**AVAILABLE DATA:**
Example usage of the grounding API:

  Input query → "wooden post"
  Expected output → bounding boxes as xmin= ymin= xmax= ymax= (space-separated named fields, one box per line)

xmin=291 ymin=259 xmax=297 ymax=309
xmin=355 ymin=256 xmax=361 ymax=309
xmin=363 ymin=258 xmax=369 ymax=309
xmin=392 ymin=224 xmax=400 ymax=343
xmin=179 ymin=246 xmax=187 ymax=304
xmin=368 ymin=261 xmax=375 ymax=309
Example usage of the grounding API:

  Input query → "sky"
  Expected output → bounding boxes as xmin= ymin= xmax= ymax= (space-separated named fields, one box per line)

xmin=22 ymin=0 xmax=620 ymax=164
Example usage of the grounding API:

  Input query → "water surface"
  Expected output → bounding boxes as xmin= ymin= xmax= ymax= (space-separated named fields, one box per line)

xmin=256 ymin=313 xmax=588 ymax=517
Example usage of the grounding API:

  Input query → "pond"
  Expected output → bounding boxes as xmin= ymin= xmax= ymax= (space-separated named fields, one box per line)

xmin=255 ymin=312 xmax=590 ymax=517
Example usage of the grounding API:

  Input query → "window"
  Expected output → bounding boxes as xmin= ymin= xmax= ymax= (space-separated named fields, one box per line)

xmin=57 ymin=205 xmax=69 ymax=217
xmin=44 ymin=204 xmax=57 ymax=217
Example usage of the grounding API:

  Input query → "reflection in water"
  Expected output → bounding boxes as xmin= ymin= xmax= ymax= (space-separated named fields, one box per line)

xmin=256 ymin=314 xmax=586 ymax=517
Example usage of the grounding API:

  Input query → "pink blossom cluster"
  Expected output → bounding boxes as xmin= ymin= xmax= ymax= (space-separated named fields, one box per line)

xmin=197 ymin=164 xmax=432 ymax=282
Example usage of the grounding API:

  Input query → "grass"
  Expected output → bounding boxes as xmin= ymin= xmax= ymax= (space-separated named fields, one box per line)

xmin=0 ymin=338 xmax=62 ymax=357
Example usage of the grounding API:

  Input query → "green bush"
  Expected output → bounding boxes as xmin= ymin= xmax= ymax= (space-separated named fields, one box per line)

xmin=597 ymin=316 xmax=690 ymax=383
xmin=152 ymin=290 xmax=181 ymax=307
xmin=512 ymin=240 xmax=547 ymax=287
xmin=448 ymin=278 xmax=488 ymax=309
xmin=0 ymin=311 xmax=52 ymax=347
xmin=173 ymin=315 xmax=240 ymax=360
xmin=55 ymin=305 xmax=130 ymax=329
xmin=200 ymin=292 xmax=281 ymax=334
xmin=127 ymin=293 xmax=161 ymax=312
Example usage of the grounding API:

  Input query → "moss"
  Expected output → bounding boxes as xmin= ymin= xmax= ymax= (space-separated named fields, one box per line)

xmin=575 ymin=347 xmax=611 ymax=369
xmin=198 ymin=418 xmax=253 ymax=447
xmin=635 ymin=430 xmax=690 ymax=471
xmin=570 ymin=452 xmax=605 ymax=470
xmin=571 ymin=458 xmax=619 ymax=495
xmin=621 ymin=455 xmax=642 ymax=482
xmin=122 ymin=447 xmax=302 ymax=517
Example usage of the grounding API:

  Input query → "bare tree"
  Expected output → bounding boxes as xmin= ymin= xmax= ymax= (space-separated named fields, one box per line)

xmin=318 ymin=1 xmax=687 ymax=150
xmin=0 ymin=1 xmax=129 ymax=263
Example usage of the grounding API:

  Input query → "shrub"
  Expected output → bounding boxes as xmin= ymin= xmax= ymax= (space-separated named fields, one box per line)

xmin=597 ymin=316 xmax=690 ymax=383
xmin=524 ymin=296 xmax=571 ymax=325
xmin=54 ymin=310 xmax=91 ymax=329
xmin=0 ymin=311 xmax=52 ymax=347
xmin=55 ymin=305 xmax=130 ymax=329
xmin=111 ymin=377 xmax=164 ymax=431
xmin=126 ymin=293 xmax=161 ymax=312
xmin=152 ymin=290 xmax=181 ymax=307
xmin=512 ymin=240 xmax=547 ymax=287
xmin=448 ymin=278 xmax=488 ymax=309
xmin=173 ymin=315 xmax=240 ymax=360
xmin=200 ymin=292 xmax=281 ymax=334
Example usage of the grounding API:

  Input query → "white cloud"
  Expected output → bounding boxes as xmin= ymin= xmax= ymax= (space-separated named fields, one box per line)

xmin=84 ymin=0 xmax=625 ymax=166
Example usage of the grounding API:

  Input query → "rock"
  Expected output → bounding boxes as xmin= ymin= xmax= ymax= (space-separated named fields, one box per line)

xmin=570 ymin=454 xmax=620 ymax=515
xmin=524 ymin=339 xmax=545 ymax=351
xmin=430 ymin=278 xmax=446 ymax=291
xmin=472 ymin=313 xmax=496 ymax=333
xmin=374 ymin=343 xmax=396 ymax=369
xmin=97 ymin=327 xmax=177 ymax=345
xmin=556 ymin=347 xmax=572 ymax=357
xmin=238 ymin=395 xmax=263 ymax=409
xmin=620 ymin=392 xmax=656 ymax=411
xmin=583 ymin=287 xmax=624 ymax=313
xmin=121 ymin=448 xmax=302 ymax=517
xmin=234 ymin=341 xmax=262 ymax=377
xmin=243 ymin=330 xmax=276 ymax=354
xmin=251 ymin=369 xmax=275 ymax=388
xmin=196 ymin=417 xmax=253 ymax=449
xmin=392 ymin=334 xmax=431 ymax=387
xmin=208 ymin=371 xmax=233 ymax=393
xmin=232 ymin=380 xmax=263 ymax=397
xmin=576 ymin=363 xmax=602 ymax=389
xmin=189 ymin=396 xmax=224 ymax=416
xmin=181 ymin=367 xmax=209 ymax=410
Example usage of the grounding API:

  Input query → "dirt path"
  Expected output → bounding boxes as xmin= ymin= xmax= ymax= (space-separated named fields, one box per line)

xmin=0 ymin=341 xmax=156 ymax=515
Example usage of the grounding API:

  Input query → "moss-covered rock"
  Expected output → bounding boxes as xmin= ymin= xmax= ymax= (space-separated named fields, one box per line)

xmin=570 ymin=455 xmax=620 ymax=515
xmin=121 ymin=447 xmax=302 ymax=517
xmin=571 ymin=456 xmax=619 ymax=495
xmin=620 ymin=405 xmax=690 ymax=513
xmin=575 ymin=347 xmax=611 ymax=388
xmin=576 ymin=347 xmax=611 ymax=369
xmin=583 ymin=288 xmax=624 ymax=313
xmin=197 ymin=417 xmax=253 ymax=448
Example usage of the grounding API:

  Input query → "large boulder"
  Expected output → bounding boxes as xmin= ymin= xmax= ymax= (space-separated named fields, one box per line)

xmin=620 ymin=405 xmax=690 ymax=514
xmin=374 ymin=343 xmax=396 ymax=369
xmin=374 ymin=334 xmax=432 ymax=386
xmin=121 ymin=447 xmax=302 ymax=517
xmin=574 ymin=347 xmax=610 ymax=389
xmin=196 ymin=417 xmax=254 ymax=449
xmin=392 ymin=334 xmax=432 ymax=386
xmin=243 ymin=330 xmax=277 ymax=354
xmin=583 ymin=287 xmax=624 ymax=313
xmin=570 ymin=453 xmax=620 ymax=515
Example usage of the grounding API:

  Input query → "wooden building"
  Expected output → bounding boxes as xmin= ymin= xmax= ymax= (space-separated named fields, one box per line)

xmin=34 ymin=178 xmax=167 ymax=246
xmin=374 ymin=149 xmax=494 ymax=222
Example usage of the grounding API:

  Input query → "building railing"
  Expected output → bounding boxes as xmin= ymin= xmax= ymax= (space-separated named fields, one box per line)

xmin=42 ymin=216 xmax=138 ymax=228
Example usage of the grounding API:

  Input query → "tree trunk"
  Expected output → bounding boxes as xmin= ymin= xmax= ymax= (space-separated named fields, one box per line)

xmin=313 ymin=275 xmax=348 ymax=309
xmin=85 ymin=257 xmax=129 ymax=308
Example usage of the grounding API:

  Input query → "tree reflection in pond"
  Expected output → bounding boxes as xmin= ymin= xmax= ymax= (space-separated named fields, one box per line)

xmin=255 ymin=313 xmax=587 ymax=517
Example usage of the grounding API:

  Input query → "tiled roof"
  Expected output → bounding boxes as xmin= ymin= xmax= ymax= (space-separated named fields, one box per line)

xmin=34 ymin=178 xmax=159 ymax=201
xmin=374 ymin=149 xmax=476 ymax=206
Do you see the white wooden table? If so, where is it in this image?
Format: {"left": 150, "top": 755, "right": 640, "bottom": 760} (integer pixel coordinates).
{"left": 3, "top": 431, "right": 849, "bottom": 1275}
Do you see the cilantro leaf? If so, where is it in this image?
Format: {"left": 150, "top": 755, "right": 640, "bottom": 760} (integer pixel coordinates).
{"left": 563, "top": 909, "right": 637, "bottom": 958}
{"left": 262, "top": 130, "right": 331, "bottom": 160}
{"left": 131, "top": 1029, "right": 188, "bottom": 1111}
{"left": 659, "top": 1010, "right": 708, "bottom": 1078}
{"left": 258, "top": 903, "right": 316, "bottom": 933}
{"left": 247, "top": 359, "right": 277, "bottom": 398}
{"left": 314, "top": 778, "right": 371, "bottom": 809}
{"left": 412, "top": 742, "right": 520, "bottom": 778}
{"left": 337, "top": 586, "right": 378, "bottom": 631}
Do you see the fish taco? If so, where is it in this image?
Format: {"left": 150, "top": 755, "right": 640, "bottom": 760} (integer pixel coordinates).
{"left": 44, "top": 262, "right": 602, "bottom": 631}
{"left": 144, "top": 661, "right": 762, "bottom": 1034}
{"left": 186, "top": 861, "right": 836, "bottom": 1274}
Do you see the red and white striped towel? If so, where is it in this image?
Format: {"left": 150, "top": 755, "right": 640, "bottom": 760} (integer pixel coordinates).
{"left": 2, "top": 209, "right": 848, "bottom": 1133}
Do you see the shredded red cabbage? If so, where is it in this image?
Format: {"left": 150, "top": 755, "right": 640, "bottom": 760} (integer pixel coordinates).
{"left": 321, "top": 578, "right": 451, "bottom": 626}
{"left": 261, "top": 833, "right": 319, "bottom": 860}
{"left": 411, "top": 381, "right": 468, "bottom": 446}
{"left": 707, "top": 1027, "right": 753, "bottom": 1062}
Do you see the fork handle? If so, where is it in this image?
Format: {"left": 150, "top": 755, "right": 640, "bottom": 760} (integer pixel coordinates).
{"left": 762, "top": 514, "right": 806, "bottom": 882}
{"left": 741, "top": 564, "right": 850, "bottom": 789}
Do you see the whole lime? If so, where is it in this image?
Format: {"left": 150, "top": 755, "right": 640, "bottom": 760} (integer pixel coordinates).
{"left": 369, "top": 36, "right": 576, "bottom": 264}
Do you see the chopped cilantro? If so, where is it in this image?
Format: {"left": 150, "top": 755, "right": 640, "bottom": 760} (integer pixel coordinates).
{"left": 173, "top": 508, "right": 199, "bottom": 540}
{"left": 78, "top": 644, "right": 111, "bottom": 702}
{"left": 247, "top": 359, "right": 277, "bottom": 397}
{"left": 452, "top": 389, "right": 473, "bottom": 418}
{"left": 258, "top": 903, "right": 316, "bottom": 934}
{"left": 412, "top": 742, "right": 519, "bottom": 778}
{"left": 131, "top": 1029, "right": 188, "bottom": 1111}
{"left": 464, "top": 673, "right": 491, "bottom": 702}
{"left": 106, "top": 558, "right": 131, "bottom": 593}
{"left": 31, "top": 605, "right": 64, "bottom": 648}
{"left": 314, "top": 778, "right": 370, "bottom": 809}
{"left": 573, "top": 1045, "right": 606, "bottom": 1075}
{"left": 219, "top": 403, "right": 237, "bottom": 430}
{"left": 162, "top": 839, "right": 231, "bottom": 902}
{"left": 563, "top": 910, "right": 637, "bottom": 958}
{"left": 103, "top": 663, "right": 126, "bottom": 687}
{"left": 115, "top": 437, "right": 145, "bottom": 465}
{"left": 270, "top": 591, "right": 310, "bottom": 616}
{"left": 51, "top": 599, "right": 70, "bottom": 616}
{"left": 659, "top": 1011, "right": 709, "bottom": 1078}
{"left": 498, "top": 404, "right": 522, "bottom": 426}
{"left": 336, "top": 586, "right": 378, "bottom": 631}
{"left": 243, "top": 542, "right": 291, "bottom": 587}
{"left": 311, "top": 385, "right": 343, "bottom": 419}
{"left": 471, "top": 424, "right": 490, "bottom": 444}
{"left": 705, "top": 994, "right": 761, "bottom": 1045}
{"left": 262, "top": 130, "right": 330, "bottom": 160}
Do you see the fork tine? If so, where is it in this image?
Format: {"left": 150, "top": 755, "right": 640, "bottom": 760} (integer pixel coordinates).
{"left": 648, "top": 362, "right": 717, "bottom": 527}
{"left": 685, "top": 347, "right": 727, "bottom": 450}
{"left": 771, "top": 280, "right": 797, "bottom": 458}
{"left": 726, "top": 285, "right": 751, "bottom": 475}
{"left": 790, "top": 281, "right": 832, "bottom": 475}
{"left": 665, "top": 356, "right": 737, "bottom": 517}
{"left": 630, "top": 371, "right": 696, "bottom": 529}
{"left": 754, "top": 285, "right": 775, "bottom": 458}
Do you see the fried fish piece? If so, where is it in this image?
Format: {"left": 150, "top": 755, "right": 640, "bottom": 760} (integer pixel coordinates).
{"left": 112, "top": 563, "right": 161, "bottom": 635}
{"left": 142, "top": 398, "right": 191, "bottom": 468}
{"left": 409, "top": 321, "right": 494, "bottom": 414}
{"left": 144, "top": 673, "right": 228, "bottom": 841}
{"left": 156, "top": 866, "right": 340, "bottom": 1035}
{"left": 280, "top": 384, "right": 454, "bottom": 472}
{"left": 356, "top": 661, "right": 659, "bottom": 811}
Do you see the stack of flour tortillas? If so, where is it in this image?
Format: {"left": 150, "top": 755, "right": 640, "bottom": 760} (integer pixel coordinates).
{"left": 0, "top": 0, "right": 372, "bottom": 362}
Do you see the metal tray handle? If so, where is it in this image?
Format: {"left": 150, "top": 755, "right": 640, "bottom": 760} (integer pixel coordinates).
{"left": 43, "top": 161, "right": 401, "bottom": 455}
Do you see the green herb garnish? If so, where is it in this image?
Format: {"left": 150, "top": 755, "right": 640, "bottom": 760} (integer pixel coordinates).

**TO DO:** Reproduce every line of the listing above in which the string "pond" appears.

**OUTPUT FOR THIS TASK:**
  Input query → "pond"
  Input query → "tree reflection in pond"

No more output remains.